▸ **WHAT IS REQUIRED**
Scan the entries that follow and copy out every line containing "counter".

▸ **SUPPLIED MATERIAL**
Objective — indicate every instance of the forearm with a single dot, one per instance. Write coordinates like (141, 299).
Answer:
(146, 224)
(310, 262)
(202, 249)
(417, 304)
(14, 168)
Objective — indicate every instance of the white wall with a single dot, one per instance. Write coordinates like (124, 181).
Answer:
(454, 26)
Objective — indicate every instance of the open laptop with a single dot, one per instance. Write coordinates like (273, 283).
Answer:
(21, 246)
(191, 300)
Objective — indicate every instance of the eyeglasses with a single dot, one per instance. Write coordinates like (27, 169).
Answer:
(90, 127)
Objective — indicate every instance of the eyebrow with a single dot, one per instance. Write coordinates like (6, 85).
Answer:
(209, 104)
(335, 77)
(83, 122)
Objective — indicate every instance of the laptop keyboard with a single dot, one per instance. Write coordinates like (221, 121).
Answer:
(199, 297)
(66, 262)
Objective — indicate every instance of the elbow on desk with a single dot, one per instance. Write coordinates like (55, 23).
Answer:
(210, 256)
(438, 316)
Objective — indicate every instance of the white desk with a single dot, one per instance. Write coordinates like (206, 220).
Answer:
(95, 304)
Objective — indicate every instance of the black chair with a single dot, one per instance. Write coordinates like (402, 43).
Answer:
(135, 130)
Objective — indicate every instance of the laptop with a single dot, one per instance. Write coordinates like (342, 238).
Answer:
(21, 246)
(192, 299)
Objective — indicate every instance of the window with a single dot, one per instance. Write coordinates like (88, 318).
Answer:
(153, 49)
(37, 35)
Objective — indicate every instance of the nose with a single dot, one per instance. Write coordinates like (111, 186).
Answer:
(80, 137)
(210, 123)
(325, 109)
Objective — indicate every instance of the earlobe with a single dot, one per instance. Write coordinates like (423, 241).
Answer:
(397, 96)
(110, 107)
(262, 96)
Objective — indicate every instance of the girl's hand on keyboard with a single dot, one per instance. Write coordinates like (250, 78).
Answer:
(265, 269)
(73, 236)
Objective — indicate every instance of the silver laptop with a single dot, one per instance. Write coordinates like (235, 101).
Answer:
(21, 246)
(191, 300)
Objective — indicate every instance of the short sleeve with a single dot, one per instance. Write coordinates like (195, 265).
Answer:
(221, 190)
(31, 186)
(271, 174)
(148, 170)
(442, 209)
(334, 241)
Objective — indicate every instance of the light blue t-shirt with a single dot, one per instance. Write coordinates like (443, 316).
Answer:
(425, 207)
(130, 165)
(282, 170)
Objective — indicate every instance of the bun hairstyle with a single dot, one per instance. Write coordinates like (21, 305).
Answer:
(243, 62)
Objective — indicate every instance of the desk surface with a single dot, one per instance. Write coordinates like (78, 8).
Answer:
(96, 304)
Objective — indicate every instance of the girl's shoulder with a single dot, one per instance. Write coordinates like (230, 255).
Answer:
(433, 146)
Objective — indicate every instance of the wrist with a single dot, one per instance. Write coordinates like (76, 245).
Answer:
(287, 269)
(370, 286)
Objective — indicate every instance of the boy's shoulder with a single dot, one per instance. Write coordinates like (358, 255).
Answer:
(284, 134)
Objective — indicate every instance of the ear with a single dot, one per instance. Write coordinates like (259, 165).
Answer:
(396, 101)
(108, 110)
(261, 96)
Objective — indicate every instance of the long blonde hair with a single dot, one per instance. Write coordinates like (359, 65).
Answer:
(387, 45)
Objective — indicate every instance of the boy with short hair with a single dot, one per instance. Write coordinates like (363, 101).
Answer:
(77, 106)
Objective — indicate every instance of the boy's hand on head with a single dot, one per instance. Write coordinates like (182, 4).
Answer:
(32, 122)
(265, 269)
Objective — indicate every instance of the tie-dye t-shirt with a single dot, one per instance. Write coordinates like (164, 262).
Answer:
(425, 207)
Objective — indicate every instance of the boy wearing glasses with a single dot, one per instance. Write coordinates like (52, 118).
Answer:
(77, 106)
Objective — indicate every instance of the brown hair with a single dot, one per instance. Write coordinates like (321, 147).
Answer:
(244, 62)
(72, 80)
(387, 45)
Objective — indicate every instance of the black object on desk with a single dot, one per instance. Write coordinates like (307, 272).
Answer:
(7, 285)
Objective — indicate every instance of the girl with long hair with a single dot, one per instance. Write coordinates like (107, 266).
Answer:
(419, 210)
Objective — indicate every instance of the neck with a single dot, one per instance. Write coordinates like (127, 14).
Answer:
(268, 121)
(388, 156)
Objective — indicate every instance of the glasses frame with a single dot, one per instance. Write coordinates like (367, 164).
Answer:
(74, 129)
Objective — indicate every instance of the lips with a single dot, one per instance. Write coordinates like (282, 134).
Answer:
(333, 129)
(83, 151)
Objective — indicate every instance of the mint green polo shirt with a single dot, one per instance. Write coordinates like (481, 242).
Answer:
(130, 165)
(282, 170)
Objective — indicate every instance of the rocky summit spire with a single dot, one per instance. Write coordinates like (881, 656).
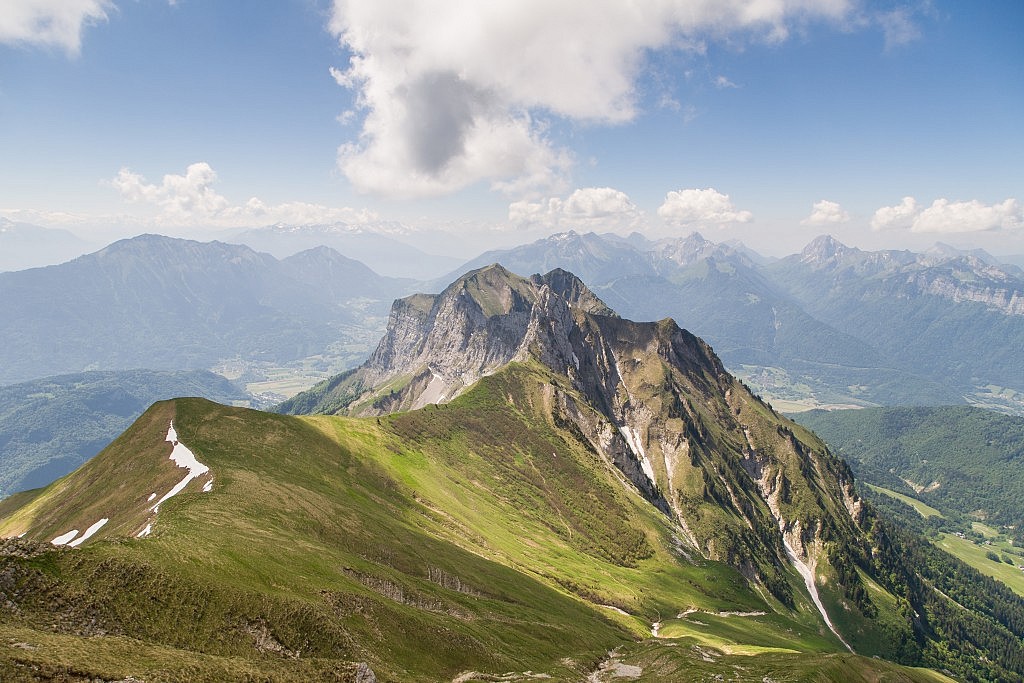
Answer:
(741, 483)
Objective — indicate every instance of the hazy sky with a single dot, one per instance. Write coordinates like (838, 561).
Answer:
(770, 121)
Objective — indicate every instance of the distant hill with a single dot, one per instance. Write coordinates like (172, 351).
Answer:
(25, 246)
(165, 303)
(49, 427)
(541, 489)
(384, 254)
(955, 458)
(947, 315)
(737, 304)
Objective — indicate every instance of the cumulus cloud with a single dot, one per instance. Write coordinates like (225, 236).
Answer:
(53, 23)
(190, 200)
(898, 27)
(585, 209)
(973, 216)
(700, 207)
(457, 93)
(826, 213)
(945, 216)
(899, 216)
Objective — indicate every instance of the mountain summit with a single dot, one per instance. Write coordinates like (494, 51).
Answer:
(649, 398)
(574, 483)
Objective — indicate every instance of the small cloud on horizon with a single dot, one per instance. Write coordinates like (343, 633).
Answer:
(826, 213)
(947, 217)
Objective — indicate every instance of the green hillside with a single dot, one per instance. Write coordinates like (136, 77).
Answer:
(964, 461)
(473, 537)
(49, 427)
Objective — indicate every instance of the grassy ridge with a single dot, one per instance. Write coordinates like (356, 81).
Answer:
(478, 536)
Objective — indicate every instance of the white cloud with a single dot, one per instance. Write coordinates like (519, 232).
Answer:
(55, 23)
(973, 216)
(586, 209)
(946, 216)
(899, 216)
(898, 28)
(700, 207)
(454, 93)
(826, 213)
(190, 200)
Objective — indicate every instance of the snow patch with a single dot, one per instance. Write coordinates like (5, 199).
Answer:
(808, 575)
(88, 532)
(64, 539)
(182, 457)
(632, 437)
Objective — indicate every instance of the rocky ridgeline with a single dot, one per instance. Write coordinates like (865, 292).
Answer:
(650, 398)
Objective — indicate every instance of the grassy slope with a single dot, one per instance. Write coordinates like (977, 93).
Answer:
(970, 460)
(923, 509)
(974, 555)
(475, 536)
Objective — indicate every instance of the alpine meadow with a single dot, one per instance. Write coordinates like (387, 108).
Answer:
(439, 342)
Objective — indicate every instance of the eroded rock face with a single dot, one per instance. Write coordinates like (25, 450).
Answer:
(649, 398)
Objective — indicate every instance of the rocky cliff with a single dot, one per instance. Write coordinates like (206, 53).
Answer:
(741, 483)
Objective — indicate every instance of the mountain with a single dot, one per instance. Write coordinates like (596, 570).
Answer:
(731, 299)
(383, 253)
(165, 303)
(601, 485)
(50, 427)
(743, 485)
(958, 459)
(951, 317)
(26, 246)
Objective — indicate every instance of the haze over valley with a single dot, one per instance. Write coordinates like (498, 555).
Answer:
(443, 342)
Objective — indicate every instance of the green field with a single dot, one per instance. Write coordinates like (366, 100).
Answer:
(923, 509)
(974, 555)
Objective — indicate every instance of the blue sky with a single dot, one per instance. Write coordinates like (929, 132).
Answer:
(886, 124)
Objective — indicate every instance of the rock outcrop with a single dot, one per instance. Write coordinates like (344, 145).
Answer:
(650, 399)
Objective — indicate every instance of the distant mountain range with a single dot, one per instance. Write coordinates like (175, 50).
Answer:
(540, 489)
(49, 427)
(832, 325)
(175, 304)
(26, 246)
(382, 253)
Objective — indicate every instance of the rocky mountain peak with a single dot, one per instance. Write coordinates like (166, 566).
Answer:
(823, 250)
(649, 399)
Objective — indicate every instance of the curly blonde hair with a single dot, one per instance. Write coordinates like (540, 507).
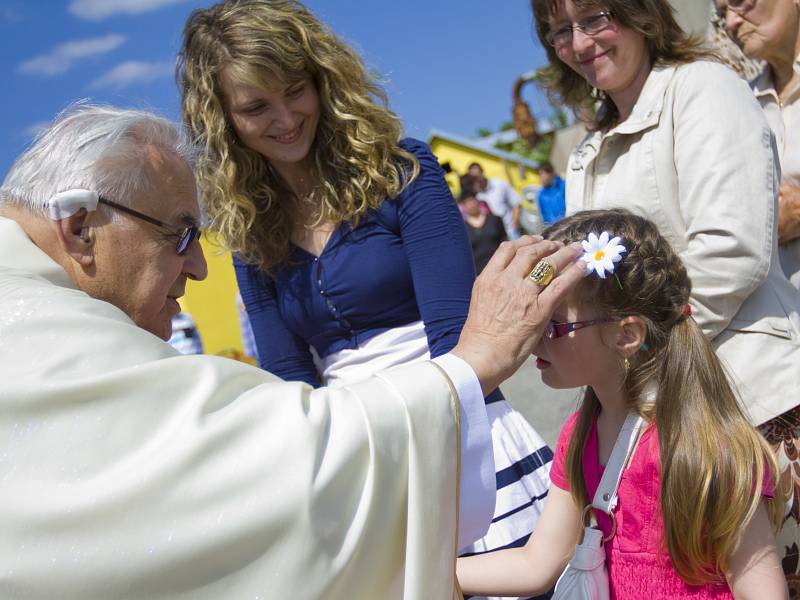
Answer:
(356, 158)
(709, 492)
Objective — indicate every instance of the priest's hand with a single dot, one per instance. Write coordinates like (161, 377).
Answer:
(509, 311)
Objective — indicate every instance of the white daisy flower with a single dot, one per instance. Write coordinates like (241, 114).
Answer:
(601, 253)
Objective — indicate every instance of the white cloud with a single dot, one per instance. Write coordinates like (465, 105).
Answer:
(132, 73)
(61, 58)
(96, 10)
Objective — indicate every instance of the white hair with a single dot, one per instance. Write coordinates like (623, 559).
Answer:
(96, 147)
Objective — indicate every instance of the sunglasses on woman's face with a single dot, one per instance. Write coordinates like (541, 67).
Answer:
(737, 6)
(554, 329)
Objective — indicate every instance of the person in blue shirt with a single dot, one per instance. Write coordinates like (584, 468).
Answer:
(551, 196)
(350, 252)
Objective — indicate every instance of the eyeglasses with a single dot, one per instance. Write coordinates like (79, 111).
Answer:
(554, 329)
(589, 26)
(185, 236)
(737, 6)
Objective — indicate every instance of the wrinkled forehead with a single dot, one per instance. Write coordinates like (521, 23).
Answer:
(264, 75)
(557, 8)
(173, 190)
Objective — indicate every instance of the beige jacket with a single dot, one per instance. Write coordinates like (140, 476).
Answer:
(697, 157)
(130, 472)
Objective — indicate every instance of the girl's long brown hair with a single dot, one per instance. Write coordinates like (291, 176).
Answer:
(713, 462)
(357, 162)
(666, 42)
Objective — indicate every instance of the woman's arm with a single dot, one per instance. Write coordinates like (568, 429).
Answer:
(727, 186)
(756, 570)
(534, 568)
(438, 251)
(280, 351)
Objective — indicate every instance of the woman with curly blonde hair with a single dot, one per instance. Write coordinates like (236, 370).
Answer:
(350, 252)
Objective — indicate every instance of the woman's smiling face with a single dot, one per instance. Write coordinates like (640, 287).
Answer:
(279, 121)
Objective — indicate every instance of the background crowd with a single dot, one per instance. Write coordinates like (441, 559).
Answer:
(352, 257)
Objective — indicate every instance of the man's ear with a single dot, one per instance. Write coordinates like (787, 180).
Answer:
(631, 334)
(77, 237)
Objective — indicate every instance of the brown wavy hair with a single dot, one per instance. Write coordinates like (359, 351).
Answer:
(667, 44)
(709, 492)
(357, 161)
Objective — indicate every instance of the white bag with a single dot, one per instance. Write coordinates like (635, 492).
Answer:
(586, 577)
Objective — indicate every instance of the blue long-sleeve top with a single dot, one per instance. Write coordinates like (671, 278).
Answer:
(408, 260)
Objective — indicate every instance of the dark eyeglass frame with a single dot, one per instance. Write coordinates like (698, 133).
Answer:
(555, 330)
(736, 6)
(589, 29)
(185, 237)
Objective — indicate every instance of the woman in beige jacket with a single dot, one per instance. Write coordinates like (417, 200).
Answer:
(680, 138)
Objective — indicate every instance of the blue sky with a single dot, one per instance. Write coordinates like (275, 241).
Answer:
(446, 64)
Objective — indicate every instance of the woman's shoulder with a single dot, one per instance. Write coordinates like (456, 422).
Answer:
(414, 146)
(421, 151)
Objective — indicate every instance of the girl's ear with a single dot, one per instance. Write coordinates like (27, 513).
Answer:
(631, 334)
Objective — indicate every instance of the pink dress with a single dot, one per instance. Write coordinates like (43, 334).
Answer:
(638, 564)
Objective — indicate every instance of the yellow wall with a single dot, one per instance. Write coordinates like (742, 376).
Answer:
(460, 157)
(212, 302)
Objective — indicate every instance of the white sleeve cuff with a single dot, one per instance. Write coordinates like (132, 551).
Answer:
(478, 483)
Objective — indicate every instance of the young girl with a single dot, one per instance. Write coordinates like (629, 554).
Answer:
(695, 505)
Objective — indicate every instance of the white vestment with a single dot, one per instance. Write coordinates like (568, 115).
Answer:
(130, 471)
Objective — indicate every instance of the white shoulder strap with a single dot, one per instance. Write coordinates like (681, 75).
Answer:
(605, 498)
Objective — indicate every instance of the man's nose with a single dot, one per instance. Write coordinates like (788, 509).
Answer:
(195, 266)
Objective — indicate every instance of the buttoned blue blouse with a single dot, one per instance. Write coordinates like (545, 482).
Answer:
(406, 261)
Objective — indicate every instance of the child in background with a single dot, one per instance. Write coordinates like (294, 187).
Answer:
(695, 515)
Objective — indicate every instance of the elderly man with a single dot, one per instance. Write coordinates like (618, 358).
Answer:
(130, 471)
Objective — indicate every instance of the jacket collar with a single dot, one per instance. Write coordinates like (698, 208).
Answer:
(764, 84)
(645, 114)
(17, 251)
(647, 110)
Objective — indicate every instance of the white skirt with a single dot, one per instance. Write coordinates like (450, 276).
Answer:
(522, 459)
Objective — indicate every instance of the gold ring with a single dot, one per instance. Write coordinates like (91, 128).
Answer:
(543, 273)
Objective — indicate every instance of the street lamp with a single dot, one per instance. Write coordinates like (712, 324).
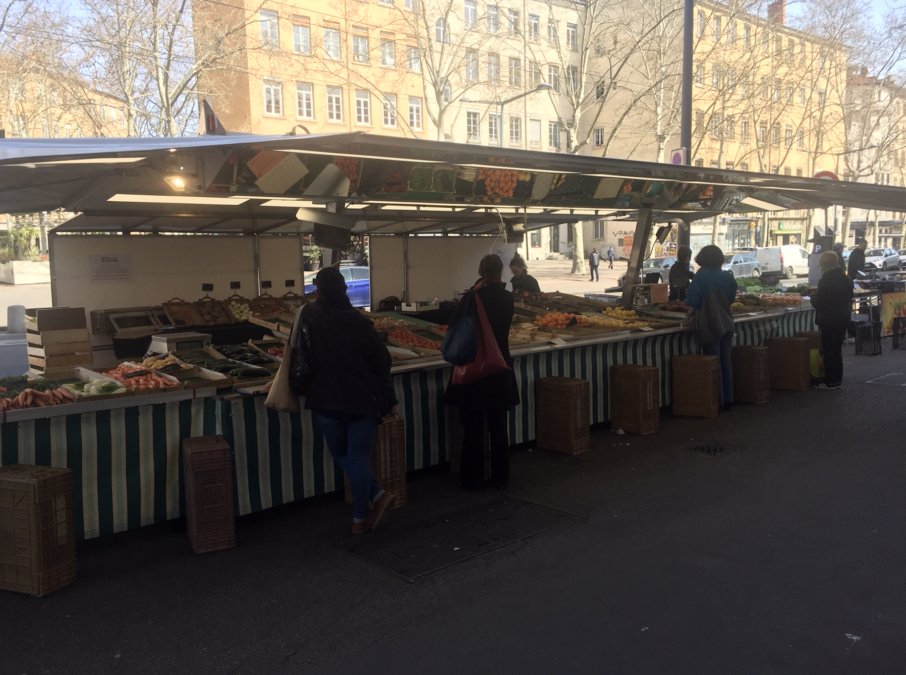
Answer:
(542, 86)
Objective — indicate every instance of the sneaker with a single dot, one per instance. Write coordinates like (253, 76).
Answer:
(381, 507)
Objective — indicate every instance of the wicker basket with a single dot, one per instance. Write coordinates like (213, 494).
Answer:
(37, 539)
(388, 460)
(790, 364)
(635, 401)
(207, 464)
(751, 374)
(562, 415)
(696, 385)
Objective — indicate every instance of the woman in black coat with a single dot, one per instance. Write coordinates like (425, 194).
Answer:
(833, 305)
(484, 405)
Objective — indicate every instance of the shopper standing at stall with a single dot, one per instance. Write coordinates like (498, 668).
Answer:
(350, 391)
(681, 274)
(484, 404)
(522, 281)
(710, 294)
(833, 309)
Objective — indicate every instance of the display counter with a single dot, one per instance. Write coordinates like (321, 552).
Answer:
(125, 457)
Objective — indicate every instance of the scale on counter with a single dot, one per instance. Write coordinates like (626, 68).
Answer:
(169, 342)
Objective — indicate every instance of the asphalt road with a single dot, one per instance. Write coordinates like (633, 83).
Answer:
(784, 555)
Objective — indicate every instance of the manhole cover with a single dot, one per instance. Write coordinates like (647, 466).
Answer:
(416, 550)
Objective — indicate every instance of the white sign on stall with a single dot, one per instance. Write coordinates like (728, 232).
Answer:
(109, 269)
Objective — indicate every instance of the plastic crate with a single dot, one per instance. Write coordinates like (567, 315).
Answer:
(37, 539)
(751, 374)
(208, 474)
(635, 400)
(790, 363)
(868, 338)
(696, 390)
(562, 415)
(388, 461)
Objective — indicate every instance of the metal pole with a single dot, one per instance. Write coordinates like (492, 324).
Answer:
(682, 235)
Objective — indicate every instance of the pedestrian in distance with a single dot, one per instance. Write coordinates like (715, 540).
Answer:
(484, 405)
(350, 392)
(522, 281)
(710, 294)
(857, 259)
(833, 309)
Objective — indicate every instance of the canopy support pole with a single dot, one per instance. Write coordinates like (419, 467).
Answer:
(637, 256)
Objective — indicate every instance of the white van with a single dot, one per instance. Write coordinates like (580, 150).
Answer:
(786, 261)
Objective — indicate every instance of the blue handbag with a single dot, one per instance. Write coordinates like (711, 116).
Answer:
(461, 339)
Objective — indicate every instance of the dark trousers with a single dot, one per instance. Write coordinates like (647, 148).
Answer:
(477, 426)
(832, 337)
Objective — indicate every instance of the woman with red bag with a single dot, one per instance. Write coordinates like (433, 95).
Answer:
(484, 403)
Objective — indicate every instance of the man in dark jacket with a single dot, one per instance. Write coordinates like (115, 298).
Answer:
(857, 259)
(833, 305)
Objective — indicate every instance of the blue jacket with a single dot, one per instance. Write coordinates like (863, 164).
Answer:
(706, 280)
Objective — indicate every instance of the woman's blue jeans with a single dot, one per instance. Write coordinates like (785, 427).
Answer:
(349, 439)
(721, 348)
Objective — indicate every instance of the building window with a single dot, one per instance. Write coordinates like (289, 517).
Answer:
(389, 110)
(598, 137)
(493, 19)
(334, 104)
(305, 107)
(363, 107)
(513, 21)
(572, 37)
(273, 98)
(472, 66)
(302, 39)
(535, 133)
(360, 49)
(534, 27)
(515, 131)
(415, 113)
(413, 60)
(473, 130)
(441, 32)
(270, 30)
(515, 72)
(332, 44)
(470, 14)
(388, 54)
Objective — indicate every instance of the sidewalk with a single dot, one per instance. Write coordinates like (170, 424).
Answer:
(783, 555)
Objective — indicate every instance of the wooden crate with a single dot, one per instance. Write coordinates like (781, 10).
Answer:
(208, 474)
(696, 385)
(37, 538)
(790, 363)
(562, 415)
(635, 400)
(388, 460)
(751, 374)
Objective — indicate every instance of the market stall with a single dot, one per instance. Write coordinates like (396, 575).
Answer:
(429, 210)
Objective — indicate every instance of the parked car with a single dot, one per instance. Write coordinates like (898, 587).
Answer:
(742, 265)
(654, 271)
(358, 284)
(788, 261)
(882, 259)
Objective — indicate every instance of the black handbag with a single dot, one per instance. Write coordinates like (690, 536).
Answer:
(301, 366)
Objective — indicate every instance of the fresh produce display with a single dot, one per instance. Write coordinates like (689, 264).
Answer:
(409, 338)
(139, 379)
(561, 320)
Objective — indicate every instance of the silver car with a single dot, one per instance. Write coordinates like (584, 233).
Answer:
(742, 265)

▸ **YOUR SOLUTION**
Objective — indicate every instance of the display counter with a single dot, one per instance. Write coordinates like (321, 552).
Objective — indicate every instance of the scale on counter with a single dot, one per instance. Write coordinates like (626, 68).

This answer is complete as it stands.